▸ **DATA SHOWN**:
* * * * *
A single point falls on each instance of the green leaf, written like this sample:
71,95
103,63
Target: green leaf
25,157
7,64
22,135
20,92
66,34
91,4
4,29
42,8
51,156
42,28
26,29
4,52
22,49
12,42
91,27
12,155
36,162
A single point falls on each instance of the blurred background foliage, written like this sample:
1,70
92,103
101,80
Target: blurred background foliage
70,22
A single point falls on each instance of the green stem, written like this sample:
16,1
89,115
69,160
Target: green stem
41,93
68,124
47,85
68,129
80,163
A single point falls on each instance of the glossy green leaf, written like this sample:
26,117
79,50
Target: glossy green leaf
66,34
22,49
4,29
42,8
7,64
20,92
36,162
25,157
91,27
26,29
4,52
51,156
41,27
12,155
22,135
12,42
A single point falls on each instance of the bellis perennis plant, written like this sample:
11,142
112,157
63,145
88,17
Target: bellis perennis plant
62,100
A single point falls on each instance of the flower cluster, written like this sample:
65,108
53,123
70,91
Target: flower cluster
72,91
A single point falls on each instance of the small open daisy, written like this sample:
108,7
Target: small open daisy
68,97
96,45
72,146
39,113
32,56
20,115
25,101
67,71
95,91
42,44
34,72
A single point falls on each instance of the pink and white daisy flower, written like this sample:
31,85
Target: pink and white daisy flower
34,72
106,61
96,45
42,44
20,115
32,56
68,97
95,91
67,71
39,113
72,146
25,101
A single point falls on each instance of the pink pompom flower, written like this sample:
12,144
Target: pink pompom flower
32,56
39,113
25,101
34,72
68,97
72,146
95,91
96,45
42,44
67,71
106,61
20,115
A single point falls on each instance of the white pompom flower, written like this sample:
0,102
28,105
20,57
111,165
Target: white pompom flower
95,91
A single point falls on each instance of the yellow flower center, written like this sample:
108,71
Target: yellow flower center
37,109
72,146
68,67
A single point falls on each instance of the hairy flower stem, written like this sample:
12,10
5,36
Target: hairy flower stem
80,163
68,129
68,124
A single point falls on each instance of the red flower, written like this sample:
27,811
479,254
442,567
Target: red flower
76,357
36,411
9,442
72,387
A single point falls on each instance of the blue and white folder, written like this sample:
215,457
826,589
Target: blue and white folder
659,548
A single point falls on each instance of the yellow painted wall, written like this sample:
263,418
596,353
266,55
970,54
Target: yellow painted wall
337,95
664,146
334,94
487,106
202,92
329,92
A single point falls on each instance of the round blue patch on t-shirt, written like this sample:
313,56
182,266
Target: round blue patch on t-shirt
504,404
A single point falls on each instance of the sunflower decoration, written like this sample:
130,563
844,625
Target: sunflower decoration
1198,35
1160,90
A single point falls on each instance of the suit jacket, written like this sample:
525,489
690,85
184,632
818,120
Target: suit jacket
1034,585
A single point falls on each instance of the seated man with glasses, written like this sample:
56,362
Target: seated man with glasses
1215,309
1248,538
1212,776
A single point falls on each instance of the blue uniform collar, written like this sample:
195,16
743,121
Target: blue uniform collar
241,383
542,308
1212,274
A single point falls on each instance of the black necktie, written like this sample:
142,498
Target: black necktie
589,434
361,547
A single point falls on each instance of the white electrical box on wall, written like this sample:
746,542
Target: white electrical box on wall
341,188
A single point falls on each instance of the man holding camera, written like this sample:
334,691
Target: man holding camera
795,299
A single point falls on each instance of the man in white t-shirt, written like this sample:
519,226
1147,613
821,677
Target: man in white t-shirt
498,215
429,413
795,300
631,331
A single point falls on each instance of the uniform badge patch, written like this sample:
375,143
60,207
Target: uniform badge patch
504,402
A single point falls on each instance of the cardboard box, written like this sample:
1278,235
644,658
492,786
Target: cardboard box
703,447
* * * * *
▸ **ACTION ITEM**: Going from the line that contains "A single point falls on each instance of the blue uniform" to the last line of the records, reproduce every line as written.

▸ **RESPONSE TO THE TASK**:
A single point falls on each instance of the blue uniform collar, written like this sample:
195,16
743,121
Target: blue uniform collar
241,383
542,308
1212,274
A single point falls on each instance of the black necktie, written like this sample:
142,498
Target: black necktie
589,434
361,547
A single point falls on each instance of the white electrical box on wall, written like this sample:
746,542
Target: white electrical box on wall
341,188
A single point falls on each instance of the man holding camera, written like this sample:
334,691
Target: man holding camera
795,299
A single point falls on each instance of the man in white t-shirt, written like this sample:
519,226
1147,613
821,677
Target: man in white t-shirt
498,215
429,413
795,300
631,331
A single point falls on each instance of the uniform badge patch, written like this sample:
375,143
60,207
Target: uniform badge patch
504,402
A single point falls on each instance of the cardboard box, written like this sample:
1278,235
644,658
492,786
Target: cardboard box
703,447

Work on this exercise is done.